:: TASK STATEMENT ::
Reproduce the items below word for word, from their start through the line with "0;450;1006;699", and leave the pictures out of your copy.

:: ENTRIES PROVIDED ::
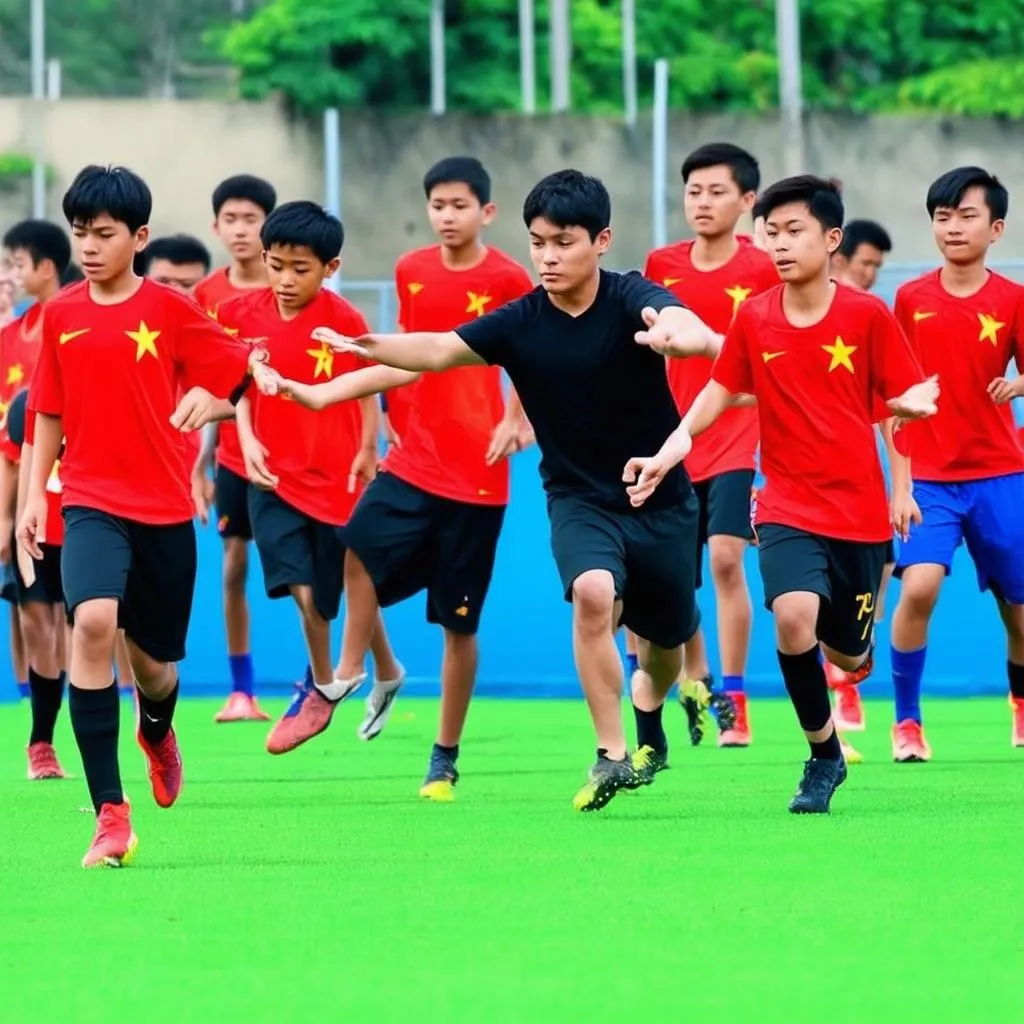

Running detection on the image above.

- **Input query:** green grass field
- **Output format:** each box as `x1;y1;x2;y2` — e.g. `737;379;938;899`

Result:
0;699;1024;1024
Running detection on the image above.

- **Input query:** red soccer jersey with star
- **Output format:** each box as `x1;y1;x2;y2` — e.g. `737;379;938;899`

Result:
29;280;248;525
896;270;1024;482
25;409;63;548
220;288;369;526
644;242;778;482
193;266;263;477
0;302;43;463
712;285;924;543
384;246;534;505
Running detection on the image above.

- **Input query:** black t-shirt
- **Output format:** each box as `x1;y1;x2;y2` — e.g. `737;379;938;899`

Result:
456;270;690;512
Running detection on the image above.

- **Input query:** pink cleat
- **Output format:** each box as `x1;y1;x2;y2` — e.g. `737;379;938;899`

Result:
892;718;932;764
213;690;270;722
135;729;182;807
82;801;138;867
718;691;751;746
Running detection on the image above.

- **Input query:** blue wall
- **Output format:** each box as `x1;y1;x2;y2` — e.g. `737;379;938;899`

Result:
0;450;1006;699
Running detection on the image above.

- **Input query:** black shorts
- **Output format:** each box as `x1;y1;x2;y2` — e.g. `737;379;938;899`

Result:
60;506;196;663
693;469;754;589
214;466;253;541
249;487;345;622
343;473;505;635
10;544;63;607
548;493;700;650
758;523;887;656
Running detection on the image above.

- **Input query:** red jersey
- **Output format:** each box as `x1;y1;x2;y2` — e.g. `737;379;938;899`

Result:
29;280;249;525
220;288;370;526
19;409;63;548
896;270;1024;482
644;242;778;482
0;302;43;463
383;246;534;505
712;285;925;543
192;266;266;477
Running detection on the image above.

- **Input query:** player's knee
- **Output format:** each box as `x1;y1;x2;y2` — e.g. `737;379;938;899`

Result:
572;569;615;629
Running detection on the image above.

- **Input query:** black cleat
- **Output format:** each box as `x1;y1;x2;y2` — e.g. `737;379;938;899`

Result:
790;758;846;814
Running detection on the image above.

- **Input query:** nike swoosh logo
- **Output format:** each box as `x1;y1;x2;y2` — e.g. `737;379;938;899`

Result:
60;327;92;345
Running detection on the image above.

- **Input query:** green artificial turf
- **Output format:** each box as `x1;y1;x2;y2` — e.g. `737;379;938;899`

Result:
0;699;1024;1024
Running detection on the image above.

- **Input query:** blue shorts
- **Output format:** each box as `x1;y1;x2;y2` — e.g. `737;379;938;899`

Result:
896;473;1024;604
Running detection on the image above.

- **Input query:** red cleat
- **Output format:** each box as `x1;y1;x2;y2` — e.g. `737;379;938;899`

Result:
893;718;932;764
29;743;68;782
1010;696;1024;746
833;683;864;732
82;801;138;867
135;729;182;807
213;691;270;722
718;691;751;746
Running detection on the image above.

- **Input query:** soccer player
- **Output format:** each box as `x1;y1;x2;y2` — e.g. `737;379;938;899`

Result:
135;234;210;295
18;166;249;867
891;167;1024;763
307;170;717;811
627;175;938;814
226;202;401;754
644;142;778;746
191;174;278;722
254;157;534;801
0;220;71;780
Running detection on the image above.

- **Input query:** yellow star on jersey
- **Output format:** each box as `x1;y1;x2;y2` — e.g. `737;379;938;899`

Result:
725;285;754;316
466;292;495;316
125;321;160;362
306;341;334;380
821;335;857;374
978;313;1007;347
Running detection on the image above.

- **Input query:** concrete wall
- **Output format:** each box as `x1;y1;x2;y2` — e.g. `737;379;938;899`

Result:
0;99;1024;279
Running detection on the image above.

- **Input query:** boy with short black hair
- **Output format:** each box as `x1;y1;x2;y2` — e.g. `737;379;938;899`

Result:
191;174;276;722
891;167;1024;763
629;175;938;814
299;170;716;811
644;142;778;746
254;151;534;802
229;202;401;754
135;234;210;295
18;166;249;867
0;220;71;780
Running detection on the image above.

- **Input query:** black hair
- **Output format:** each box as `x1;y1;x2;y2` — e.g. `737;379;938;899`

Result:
925;167;1010;220
135;234;210;276
61;164;153;234
522;170;611;241
839;220;893;259
259;200;345;263
3;220;71;278
756;174;845;231
423;157;490;206
682;142;761;195
213;174;278;217
60;263;85;288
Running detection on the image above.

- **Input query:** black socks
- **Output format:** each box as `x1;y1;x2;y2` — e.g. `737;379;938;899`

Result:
68;681;125;813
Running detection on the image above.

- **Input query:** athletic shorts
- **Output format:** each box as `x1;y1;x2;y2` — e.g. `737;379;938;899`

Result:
758;523;886;657
548;492;700;650
249;487;345;622
214;466;253;541
896;473;1024;604
693;469;754;590
60;506;196;663
10;544;63;607
342;472;505;635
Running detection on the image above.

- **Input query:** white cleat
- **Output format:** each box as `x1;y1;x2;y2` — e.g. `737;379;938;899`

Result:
356;664;406;739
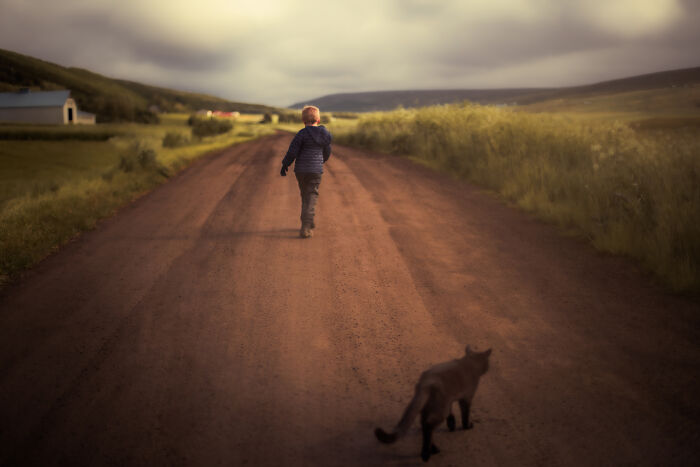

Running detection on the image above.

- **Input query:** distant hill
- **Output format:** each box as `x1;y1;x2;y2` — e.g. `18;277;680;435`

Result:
0;49;275;122
289;67;700;112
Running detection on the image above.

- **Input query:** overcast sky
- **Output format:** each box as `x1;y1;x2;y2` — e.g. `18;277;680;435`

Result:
0;0;700;105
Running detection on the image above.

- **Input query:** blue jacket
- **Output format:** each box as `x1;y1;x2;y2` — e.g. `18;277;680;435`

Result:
282;125;331;174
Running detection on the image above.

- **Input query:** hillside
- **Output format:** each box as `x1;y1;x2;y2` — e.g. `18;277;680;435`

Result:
290;67;700;112
0;49;275;122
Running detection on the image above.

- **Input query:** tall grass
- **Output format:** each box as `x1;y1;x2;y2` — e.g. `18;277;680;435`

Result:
0;116;272;285
335;104;700;291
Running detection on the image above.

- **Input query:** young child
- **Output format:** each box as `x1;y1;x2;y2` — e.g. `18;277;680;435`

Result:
280;105;331;238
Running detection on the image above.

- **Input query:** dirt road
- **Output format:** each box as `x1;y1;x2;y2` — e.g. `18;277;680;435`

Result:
0;134;700;466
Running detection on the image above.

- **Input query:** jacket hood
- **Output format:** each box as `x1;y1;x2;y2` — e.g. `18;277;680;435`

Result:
306;125;331;146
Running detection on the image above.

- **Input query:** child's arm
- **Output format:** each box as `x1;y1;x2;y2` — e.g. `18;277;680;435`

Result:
323;133;331;164
282;131;303;167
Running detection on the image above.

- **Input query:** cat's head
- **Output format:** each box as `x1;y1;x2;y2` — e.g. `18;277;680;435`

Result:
465;346;491;375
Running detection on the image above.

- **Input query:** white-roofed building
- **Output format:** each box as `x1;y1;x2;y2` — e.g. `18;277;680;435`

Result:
0;89;95;125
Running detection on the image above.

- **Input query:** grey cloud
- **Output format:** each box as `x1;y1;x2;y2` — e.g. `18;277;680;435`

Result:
67;12;235;72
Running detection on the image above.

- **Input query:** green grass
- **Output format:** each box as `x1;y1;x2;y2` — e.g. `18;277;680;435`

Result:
271;118;359;136
0;114;272;284
0;49;276;122
336;105;700;291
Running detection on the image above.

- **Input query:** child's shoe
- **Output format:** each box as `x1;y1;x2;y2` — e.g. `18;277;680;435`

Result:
299;225;314;238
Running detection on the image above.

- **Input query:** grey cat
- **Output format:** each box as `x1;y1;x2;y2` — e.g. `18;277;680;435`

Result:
374;346;491;461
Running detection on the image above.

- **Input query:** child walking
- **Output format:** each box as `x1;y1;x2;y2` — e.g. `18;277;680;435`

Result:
280;105;331;238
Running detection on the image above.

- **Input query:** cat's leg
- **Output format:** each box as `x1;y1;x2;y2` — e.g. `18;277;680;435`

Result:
447;404;456;431
459;399;474;430
420;421;440;462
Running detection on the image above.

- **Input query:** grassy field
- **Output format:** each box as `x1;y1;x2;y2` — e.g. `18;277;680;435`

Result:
273;118;359;135
334;104;700;292
0;114;273;284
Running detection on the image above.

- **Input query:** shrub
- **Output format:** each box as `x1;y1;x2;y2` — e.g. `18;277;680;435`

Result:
192;118;233;138
260;113;280;124
163;131;190;148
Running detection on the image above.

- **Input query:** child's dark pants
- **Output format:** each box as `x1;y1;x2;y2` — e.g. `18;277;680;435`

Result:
294;173;321;229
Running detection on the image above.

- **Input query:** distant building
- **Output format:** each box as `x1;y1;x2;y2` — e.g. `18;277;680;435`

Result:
0;89;95;125
212;110;241;118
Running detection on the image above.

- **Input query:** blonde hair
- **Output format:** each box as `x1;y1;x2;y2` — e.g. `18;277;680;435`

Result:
301;105;321;124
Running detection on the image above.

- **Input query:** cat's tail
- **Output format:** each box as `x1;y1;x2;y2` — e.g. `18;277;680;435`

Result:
374;385;431;444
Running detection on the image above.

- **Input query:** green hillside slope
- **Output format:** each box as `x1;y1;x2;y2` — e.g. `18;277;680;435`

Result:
0;49;275;122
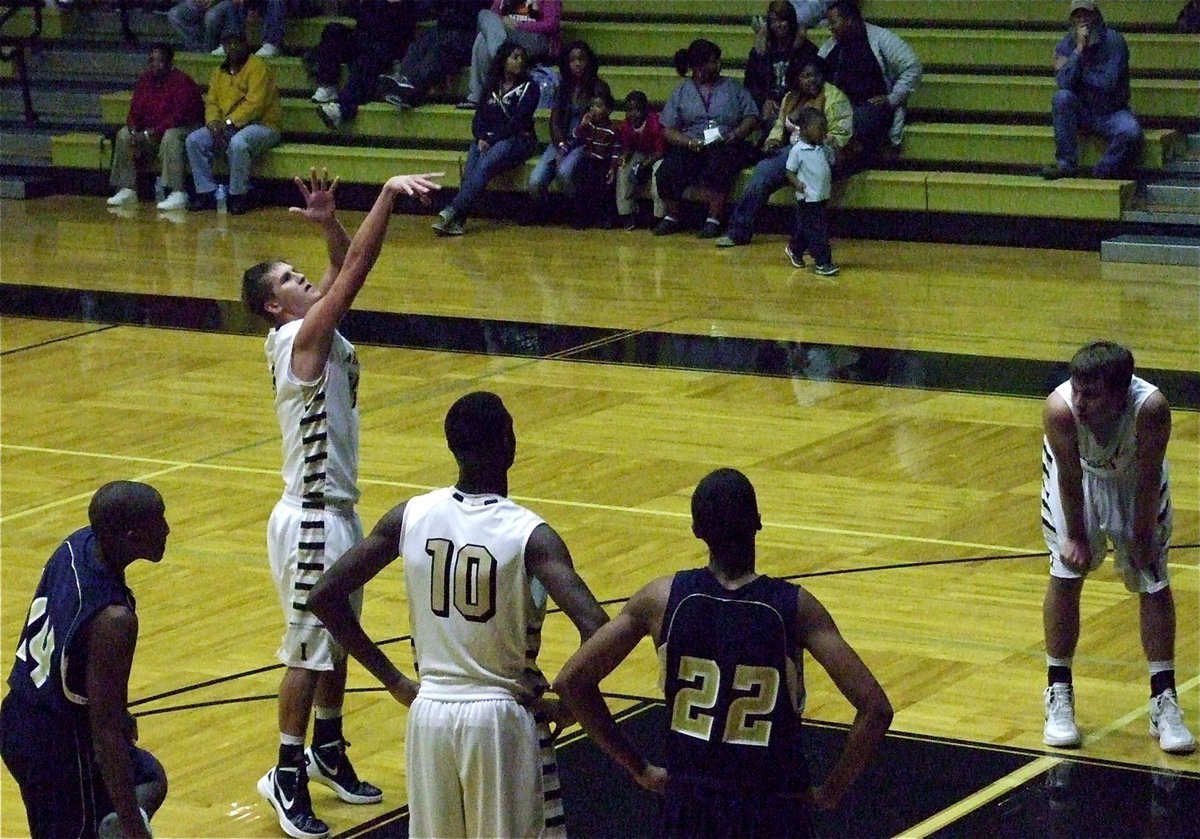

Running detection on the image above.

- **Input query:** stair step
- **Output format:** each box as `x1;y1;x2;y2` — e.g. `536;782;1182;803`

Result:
1100;234;1200;268
1146;179;1200;211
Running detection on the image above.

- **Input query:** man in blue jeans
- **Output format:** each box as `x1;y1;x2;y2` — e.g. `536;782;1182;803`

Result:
1042;0;1141;180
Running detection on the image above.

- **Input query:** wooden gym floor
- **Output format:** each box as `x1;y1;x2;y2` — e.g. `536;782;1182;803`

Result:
0;197;1200;837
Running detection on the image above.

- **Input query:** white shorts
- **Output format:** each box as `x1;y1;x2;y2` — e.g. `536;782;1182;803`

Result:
404;696;566;839
266;498;362;670
1042;455;1172;594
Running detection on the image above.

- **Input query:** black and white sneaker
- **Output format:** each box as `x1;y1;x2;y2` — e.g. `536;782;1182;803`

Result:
258;767;329;839
304;739;383;804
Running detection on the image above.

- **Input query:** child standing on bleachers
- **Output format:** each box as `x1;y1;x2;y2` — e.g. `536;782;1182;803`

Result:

:: SOLUTION FOR THIS PROBLEM ::
Running detection on the image above.

- **Input query:** green grass field
- **Output format:** each box as `x1;y1;x2;y2` — e.g. `737;379;938;899`

Result:
0;699;1024;1024
Running detection on the image above.

- **Input query:** red soccer jersey with star
- **Output format:** each box as `x1;y1;x2;y2` — e.g. `737;379;938;899`

Result:
29;280;248;525
896;270;1024;482
25;409;63;548
220;288;369;526
644;242;778;482
193;266;263;477
0;302;43;463
712;285;924;543
384;246;534;505
Running detection on the image above.

- **Input query:** black t-shirt
- **Output format:** each box as `x1;y1;x2;y2` — e.g. `737;379;938;899`

Result:
456;270;690;512
Running detection on the image above.

- **Input query:** pink cleat
- **Output format:** each box as `x1;y1;x2;y2` — e.g. `737;379;938;899`

Result:
892;718;932;764
213;690;270;722
135;729;182;807
82;801;138;867
718;691;751;746
Running detection on the image above.

- **Input query:** blue wall
- **Output format:** each box as `x1;y1;x2;y2` — e.g. `737;379;938;899`

Result:
0;450;1006;699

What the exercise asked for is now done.